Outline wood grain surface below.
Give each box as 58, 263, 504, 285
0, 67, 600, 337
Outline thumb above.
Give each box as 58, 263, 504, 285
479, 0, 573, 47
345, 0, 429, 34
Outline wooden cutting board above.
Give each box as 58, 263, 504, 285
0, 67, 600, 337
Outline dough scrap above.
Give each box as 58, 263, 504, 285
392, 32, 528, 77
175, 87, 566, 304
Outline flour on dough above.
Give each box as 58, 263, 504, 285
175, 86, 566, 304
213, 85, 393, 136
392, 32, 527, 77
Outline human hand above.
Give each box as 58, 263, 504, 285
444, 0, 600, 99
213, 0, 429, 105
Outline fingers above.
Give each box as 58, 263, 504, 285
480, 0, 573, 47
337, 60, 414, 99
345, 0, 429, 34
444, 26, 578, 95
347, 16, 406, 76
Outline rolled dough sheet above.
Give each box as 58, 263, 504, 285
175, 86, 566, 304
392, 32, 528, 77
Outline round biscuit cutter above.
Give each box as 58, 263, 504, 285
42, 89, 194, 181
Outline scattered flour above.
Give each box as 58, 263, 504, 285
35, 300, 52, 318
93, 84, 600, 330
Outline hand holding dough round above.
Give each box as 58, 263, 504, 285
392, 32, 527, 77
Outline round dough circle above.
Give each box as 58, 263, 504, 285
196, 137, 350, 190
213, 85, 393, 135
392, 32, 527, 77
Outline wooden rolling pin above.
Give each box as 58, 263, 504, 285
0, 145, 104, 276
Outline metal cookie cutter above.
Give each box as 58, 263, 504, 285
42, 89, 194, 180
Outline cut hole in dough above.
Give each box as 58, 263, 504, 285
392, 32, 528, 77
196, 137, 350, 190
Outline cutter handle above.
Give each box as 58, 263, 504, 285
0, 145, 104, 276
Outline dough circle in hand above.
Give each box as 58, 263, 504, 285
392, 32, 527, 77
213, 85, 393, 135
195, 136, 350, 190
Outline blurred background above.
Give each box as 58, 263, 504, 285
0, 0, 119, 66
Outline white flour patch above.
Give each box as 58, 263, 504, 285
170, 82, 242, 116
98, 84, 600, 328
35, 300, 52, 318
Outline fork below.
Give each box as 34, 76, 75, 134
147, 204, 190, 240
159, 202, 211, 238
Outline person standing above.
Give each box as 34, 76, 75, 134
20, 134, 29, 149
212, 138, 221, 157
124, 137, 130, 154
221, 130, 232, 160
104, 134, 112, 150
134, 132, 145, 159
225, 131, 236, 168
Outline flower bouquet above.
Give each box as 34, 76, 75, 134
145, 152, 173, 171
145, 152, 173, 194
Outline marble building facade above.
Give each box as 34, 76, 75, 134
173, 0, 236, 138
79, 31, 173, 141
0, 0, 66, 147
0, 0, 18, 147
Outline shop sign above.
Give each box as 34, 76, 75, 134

┄┄┄┄┄┄┄┄┄┄┄┄┄┄┄┄┄┄┄┄

• Objective: In how many lines of the material above does the string "wooden" appear, matching case exactly? Give only the number.

• Reply: 2